» **Required work**
1) In the quiz, Problem 34 asks for a data frame of delayed flights from which airline?
2) Transcribe the quiz from "Create a data" up to and including "dep_delay < 0)".
[BEGIN Quoted text]
Find the mean gdpPercap of each region for each year

A. region_perCap <- gap %>% group_by(year) %>% summarize(mean_perCap =mean(gdpPercap))
B. region_perCap <- gap %>% summarize(region, year, mean_perCap =mean(gdpPercap))
C. region_perCap <- gap %>% group_by(region, year) %>% summarize(mean_perCap =mean(gdpPercap))
D. region_perCap <- gap %>% group_by(region) %>% summarize(mean_perCap =mean(gdpPercap))

Problem 32

Now plot the mean gdpPercap per year of each region, fill color by region.

A.gap %>% group_by(region) %>% summarize(mean_perCap =mean(gdpPercap)) %>% ggplot(mapping = aes(x = mean_perCap, y = region, fill = region)) + geom_boxplot()
B. gap %>% group_by(region, year) %>% summarize(mean_perCap =mean(gdpPercap)) %>% ggplot(mapping = aes(x = region, y = mean_perCap, fill = region)) + geom_boxplot()
C. gap %>% group_by(region, year) %>% summarize(mean_perCap =(gdpPercap)) %>% ggplot(mapping = aes(x = mean_perCap, y = region, fill = region)) + geom_boxplot()
D. gap %>% group_by(region, year) %>% summarize(mean_perCap =mean(gdpPercap)) %>% ggplot(mapping = aes(x = mean_perCap, y = region, fill = region)) + geom_boxplot()

Problem 33

What is the mean dep_delay of flights leaving NYC in 2013? (write the code to find the answer)

A. 12.63904
B. 12.54918
C. 12.54997
D. 12.63907

Problem 34

Create a data frame showing only American Airlines flights that were delayed. (no on-time flights or early arrivals!)

A. AA_delayed <- flights %>% filter(carrier == "AA", dep_delay > 2)
B. AA_delayed <- flights %>% filter(carrier == "AA", dep_delay > 0)
C. AA_delayed <- flights %>% filter(carrier == "AA", dep_delay > -1)
D. AA_delayed <- flights %>% filter(carrier == "AA", dep_delay < 0)

Problem 35

When presented with a dataset, what are the first couple things you should do?

A. Specify the variables
B. Identify the observation unit
C. Give the types of variables you are presented with
D. All of the above.

Problem 36

How can piping be more beneficial instead of using the other way of doing things as you saw throughout this chapter?

A. Saves you from confusing parentheses!
[END Quoted text]
[BEGIN Supplied data]
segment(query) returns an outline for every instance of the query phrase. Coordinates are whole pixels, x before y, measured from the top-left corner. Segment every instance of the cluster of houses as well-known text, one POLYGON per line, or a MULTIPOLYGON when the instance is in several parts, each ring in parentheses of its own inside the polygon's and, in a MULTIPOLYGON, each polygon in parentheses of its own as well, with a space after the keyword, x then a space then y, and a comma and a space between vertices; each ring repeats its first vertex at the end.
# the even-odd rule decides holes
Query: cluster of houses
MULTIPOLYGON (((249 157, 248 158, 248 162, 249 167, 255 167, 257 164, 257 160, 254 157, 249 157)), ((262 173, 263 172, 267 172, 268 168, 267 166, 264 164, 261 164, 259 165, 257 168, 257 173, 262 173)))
[END Supplied data]
» **Expected outputs**
1) American Airlines.

2)
Create a data frame showing only American Airlines flights that were delayed. (no on-time flights or early arrivals!)

A. AA_delayed <- flights %>% filter(carrier == "AA", dep_delay > 2)
B. AA_delayed <- flights %>% filter(carrier == "AA", dep_delay > 0)
C. AA_delayed <- flights %>% filter(carrier == "AA", dep_delay > -1)
D. AA_delayed <- flights %>% filter(carrier == "AA", dep_delay < 0)